PROVIDED DATA:
⟨
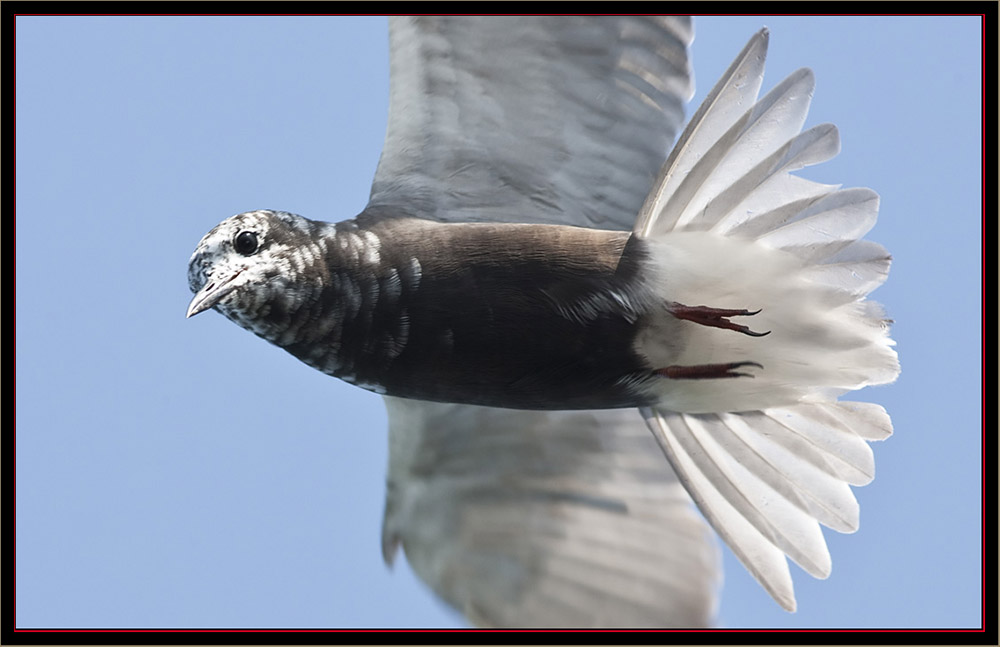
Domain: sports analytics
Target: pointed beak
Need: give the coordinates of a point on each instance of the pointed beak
(211, 294)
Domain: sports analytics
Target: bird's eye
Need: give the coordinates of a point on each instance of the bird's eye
(245, 243)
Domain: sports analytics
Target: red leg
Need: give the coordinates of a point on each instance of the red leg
(705, 371)
(714, 317)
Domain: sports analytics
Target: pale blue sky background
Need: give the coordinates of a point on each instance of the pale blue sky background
(176, 472)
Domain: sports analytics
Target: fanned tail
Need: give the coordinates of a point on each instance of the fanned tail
(766, 452)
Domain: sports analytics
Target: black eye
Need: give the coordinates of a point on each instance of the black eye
(245, 243)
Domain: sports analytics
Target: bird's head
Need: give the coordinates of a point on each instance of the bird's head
(247, 265)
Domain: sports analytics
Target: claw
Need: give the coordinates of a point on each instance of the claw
(714, 317)
(706, 371)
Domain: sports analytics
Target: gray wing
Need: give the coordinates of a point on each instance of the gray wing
(531, 518)
(531, 119)
(521, 518)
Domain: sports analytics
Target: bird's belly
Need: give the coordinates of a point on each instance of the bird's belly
(528, 317)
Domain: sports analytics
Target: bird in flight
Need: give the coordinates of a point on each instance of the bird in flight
(536, 264)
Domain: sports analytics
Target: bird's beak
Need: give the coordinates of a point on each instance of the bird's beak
(211, 294)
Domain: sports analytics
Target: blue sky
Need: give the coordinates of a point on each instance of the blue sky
(178, 473)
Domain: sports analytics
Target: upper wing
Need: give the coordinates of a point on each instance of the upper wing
(531, 119)
(531, 518)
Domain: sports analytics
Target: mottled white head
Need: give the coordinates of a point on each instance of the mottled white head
(250, 268)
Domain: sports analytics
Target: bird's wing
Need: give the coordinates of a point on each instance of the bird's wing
(521, 518)
(530, 119)
(530, 518)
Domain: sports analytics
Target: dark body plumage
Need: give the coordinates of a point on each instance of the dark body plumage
(525, 316)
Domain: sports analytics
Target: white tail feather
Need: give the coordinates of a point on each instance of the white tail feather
(767, 458)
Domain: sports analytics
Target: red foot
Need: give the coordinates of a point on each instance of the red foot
(714, 317)
(705, 371)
⟩
WHAT IS BEING ASKED: Print each entry shown above with exact wording and no pictures.

OUTPUT OF THE EXERCISE:
Domain: sports analytics
Target: pointed beak
Need: give the coordinates of a point on each instance of the pointed beak
(211, 294)
Domain: sports analytics
Target: bird's eye
Need: give the coordinates of a point on each instance of the bird's eye
(245, 243)
Domain: sports analytics
Target: red leg
Need: give the coordinates of a point on each instance of the red leg
(705, 371)
(714, 317)
Domain: sports analytics
Target: pale blue sky background
Need: give the coordinates of a point on each instance of the pale blue sky background
(176, 472)
Domain: sports analytics
Target: fanned tail
Need: give the coordinates of a point on each instance of the fanned tail
(766, 452)
Domain: sports analytics
Target: black eye
Need: give the coordinates of a point on each instance of the black eye
(245, 243)
Domain: sports analytics
Target: bird's head
Need: give the coordinates of a point on each instance of the bird's head
(247, 265)
Domain: sports analytics
Target: claw
Need: give the coordinates of a point on each instance of the claw
(714, 317)
(706, 371)
Domain: sports analytics
Target: gray wing
Need: give the coordinates of a point on each instance of the gray wing
(531, 518)
(531, 119)
(521, 518)
Domain: sports analytics
Target: bird's belly
Need: give the coordinates of a point on each instance of the bird's belly
(528, 317)
Domain: sports analytics
Target: bird in flight
Need: give the coordinates of a point on each instance of the bird in flight
(536, 264)
Domain: sports analytics
Target: bird's beak
Need: give the coordinates of a point on each instance of the bird's beak
(211, 294)
Domain: sports analytics
Target: blue sky
Need: give the coordinates of a point on each instance of the blue sky
(178, 473)
Domain: sports analytics
Target: upper wing
Need: give the coordinates of a point on each instance of the upper wing
(531, 119)
(531, 518)
Domain: sports analytics
Target: mottled white head
Need: give the coordinates of a point on each instance of the mottled white head
(250, 268)
Domain: sports analytics
Target: bird's wing
Need: give the coordinates of a point on each instance of the bird's wing
(521, 518)
(530, 119)
(530, 518)
Domain: sports analytics
Target: dark body plumage
Need: give the coordinates of a point on each instance of the dark body plumage
(525, 316)
Domain: sports analytics
Target: white tail feather
Need: give the coordinates of a point on each instance of the white tail feather
(767, 458)
Domain: sports analytics
Target: red foot
Need: give the coordinates of a point on each instance of the red foot
(714, 317)
(705, 371)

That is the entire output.